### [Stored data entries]
^^^^^^^^^^^^^^^^

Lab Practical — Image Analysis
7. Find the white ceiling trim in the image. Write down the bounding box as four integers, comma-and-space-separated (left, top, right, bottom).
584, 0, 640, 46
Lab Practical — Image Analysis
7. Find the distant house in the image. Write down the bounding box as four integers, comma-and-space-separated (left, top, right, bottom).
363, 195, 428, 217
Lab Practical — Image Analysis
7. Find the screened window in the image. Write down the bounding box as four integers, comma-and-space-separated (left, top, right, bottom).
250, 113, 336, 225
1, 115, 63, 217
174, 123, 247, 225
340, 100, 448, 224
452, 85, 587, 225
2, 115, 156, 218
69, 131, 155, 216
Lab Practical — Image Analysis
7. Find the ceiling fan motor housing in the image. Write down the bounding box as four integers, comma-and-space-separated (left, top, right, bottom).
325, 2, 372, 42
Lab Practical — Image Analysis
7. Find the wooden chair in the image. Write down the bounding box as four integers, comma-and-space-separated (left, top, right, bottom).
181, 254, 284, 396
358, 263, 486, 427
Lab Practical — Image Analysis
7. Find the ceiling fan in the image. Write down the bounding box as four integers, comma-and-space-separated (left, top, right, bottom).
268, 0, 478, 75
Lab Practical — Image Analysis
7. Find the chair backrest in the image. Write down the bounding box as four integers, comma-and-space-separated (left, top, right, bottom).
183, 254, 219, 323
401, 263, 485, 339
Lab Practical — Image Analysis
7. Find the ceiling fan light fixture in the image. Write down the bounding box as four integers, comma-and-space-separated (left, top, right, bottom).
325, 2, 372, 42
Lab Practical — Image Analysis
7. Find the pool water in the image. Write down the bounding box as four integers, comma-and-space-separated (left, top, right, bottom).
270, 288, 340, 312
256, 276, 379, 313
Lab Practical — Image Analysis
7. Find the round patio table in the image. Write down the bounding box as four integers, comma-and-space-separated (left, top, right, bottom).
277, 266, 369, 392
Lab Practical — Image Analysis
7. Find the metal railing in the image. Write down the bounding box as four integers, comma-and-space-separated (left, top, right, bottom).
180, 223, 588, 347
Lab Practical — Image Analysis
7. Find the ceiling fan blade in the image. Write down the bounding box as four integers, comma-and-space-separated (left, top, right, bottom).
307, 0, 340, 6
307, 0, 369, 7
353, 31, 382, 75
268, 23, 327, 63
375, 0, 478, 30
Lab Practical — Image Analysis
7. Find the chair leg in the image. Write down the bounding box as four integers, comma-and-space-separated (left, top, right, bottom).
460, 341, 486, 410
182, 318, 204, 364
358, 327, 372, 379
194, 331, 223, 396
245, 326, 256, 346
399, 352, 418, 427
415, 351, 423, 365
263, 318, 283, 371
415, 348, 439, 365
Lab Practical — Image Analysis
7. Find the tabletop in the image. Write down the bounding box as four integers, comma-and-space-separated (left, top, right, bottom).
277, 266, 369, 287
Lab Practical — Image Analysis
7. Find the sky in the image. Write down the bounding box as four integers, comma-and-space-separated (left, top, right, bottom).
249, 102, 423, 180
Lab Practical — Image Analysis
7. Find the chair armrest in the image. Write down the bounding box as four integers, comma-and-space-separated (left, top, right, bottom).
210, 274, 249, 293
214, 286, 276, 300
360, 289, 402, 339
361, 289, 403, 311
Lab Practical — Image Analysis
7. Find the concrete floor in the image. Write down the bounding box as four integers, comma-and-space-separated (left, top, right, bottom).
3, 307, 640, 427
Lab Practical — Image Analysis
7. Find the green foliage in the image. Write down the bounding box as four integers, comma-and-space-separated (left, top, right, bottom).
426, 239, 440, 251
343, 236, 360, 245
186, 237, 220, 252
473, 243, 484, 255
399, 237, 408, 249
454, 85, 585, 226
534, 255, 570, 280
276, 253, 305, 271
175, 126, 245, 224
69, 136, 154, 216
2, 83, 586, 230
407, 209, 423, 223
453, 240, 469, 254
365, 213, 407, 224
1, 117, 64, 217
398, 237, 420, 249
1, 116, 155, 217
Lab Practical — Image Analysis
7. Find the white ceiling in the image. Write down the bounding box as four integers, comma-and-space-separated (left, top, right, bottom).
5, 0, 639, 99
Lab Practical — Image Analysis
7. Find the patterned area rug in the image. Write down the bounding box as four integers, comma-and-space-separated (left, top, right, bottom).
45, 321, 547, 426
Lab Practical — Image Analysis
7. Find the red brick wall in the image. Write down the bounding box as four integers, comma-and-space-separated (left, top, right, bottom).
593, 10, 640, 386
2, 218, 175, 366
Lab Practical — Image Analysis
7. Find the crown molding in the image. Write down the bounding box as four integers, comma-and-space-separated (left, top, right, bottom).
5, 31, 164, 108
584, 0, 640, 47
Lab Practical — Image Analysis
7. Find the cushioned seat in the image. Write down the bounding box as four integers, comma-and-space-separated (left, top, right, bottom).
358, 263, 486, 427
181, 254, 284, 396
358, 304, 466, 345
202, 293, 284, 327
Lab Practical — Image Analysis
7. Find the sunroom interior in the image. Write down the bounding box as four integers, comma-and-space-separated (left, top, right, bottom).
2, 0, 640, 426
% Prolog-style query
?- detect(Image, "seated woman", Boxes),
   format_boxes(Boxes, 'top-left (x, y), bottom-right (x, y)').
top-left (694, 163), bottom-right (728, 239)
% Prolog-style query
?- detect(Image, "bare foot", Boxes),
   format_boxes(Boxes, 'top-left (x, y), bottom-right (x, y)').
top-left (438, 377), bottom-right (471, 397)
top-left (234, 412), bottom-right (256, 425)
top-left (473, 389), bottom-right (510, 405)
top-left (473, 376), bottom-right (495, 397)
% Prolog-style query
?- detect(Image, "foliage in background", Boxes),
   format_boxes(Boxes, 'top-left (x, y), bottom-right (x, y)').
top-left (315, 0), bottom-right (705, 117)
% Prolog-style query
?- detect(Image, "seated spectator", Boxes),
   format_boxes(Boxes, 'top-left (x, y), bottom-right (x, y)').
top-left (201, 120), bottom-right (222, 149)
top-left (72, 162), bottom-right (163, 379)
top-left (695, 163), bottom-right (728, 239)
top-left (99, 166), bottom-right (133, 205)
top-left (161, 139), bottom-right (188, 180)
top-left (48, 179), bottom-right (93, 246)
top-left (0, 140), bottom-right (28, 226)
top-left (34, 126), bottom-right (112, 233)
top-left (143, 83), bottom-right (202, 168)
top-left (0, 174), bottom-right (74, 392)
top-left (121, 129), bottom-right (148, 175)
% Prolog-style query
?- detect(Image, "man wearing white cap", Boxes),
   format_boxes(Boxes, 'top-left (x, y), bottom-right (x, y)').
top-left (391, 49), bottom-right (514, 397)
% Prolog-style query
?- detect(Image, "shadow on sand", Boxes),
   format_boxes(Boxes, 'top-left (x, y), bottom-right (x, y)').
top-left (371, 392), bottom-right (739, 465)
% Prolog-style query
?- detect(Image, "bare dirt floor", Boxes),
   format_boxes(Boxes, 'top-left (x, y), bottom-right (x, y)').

^^^^^^^^^^^^^^^^

In full and without error, restate the data.

### [EXERCISE SOLUTION]
Lab Practical — Image Analysis
7. Find the white ceiling trim in the image. Write down the bounding box as four integers, comma-and-space-separated (left, top, right, bottom).
584, 0, 640, 46
Lab Practical — Image Analysis
7. Find the distant house in the image. Write down the bounding box as four integers, comma-and-space-separated (left, top, right, bottom).
363, 195, 428, 217
Lab Practical — Image Analysis
7. Find the screened window in the image. Write down the bounding box as four integers, comma-and-space-separated (left, top, right, bottom).
250, 113, 336, 225
1, 115, 63, 217
174, 123, 247, 225
340, 100, 448, 224
452, 85, 587, 225
2, 115, 156, 218
69, 131, 155, 216
Lab Practical — Image Analysis
7. Find the ceiling fan motor housing in the image. Write down the bounding box as four integers, comma-and-space-separated (left, top, right, bottom).
325, 2, 372, 42
Lab Practical — Image Analysis
7. Find the wooden chair in the image. Write down the bounding box as four integers, comma-and-space-separated (left, top, right, bottom).
181, 254, 284, 396
358, 263, 486, 427
Lab Practical — Image Analysis
7. Find the ceiling fan in the image. Write down the bounding box as four integers, comma-and-space-separated (left, top, right, bottom).
268, 0, 478, 75
Lab Practical — Image Analysis
7. Find the chair backrest in the image. Write down the bounding box as four integers, comma-and-space-separated (left, top, right, bottom).
183, 254, 219, 323
401, 263, 485, 339
Lab Practical — Image Analysis
7. Find the ceiling fan light fixture in the image. Write down the bounding box as four integers, comma-and-space-separated (left, top, right, bottom).
325, 2, 372, 42
Lab Practical — Image Analysis
7. Find the pool water in the image. Write down the bounding box as four integers, comma-and-space-separated (left, top, right, bottom).
270, 288, 340, 312
256, 276, 379, 313
Lab Practical — Image Analysis
7. Find the round patio table in the image. Write down the bounding box as four integers, comma-and-space-separated (left, top, right, bottom).
277, 266, 369, 392
Lab Practical — Image Analysis
7. Find the metal railing in the image. Write down the bounding box as four integers, comma-and-space-separated (left, top, right, bottom).
180, 223, 588, 347
Lab Practical — Image Analysis
7. Find the ceiling fan blade in the image. Write down the bounding box as four integers, comma-and-space-separated (left, top, right, bottom).
307, 0, 340, 6
307, 0, 369, 7
353, 31, 382, 75
268, 23, 327, 63
375, 0, 478, 30
Lab Practical — Image Analysis
7. Find the chair leg in the image. Write down the bounding box as four integers, comma-and-space-separated (left, top, right, bottom).
460, 341, 486, 410
182, 318, 204, 364
358, 327, 372, 379
194, 331, 223, 396
245, 326, 256, 346
399, 352, 418, 427
415, 351, 423, 365
263, 318, 283, 371
415, 348, 439, 365
Lab Practical — Image Analysis
7. Find the tabletop in the image. Write down the bounding box as four integers, comma-and-space-separated (left, top, right, bottom).
277, 266, 369, 287
Lab Practical — Image Analysis
7. Find the sky in the image. Write down the bounding box as four integers, comma-and-space-separated (left, top, right, bottom).
249, 102, 423, 180
Lab Practical — Image Analysis
7. Find the chair armrest in the image. Write down the bounding box as four integers, comma-and-space-separated (left, top, right, bottom).
210, 274, 249, 293
214, 286, 276, 300
360, 289, 402, 339
361, 289, 403, 311
Lab Practical — Image Analysis
7. Find the concrete floor in the image. Write down the bounding box as four integers, comma-and-space-separated (left, top, right, bottom).
3, 307, 640, 427
Lab Practical — Image Analysis
7. Find the green foliage in the image. Write down the bounding box as four integers, comma-and-space-separated (left, top, right, bottom).
426, 239, 440, 251
343, 236, 360, 245
186, 237, 220, 252
473, 243, 484, 255
399, 237, 408, 249
454, 85, 585, 226
534, 255, 570, 280
276, 253, 305, 271
175, 126, 245, 224
69, 136, 154, 216
2, 83, 586, 230
407, 209, 423, 223
453, 240, 469, 254
365, 213, 407, 224
1, 117, 64, 217
398, 237, 420, 249
1, 116, 155, 217
Lab Practical — Image Analysis
7. Find the white ceiling in the image. Write down the bounding box as four integers, comma-and-space-separated (left, top, right, bottom).
5, 0, 639, 99
Lab Practical — Image Analysis
7. Find the patterned area rug in the image. Write down the bounding box as four integers, comma-and-space-separated (left, top, right, bottom).
45, 321, 547, 426
Lab Practical — Image Analysis
7. Find the red brick wall in the image. Write down the bounding box as four integers, comma-and-space-separated (left, top, right, bottom).
593, 10, 640, 386
2, 218, 175, 366
Lab Practical — Image Analysis
7. Find the crown molding in the image. Write down the bounding box as four integers, comma-and-space-separated (left, top, right, bottom).
5, 31, 164, 108
584, 0, 640, 47
Lab Practical — Image Analysis
7. Find the cushioned seat in the image. Write down the bounding box as four integers, comma-and-space-separated (left, top, right, bottom).
358, 263, 486, 427
181, 254, 284, 396
358, 304, 466, 345
202, 293, 284, 327
Lab Practical — Image Analysis
7. Find the sunroom interior in the image. Write down the bounding box as four integers, comma-and-space-separated (left, top, right, bottom).
2, 0, 640, 426
% Prolog-style query
?- detect(Image, "seated woman", Boxes),
   format_boxes(Boxes, 'top-left (x, y), bottom-right (x, y)').
top-left (694, 163), bottom-right (728, 239)
% Prolog-style query
?- detect(Image, "bare foot", Boxes),
   format_boxes(Boxes, 'top-left (x, y), bottom-right (x, y)').
top-left (438, 377), bottom-right (471, 397)
top-left (234, 412), bottom-right (256, 425)
top-left (473, 389), bottom-right (510, 405)
top-left (473, 376), bottom-right (495, 397)
% Prolog-style query
?- detect(Image, "foliage in background", Boxes),
   format_boxes(Boxes, 'top-left (x, y), bottom-right (x, y)').
top-left (315, 0), bottom-right (705, 117)
% Prolog-style query
?- detect(Image, "seated spectator", Boxes),
   format_boxes(Boxes, 'top-left (x, y), bottom-right (x, y)').
top-left (201, 120), bottom-right (222, 149)
top-left (72, 162), bottom-right (163, 379)
top-left (695, 163), bottom-right (728, 239)
top-left (99, 166), bottom-right (133, 205)
top-left (161, 139), bottom-right (188, 180)
top-left (48, 179), bottom-right (93, 246)
top-left (0, 140), bottom-right (28, 226)
top-left (34, 126), bottom-right (112, 233)
top-left (143, 83), bottom-right (202, 168)
top-left (0, 174), bottom-right (74, 392)
top-left (121, 129), bottom-right (148, 175)
% Prolog-style query
?- detect(Image, "man wearing white cap", Boxes),
   format_boxes(Boxes, 'top-left (x, y), bottom-right (x, y)').
top-left (391, 49), bottom-right (514, 397)
% Prolog-style query
?- detect(Image, "shadow on sand", Boxes),
   format_boxes(Boxes, 'top-left (x, y), bottom-right (x, y)').
top-left (371, 392), bottom-right (739, 465)
% Prolog-style query
?- detect(Image, "bare dirt floor", Boxes),
   format_boxes(Boxes, 'top-left (x, y), bottom-right (x, y)').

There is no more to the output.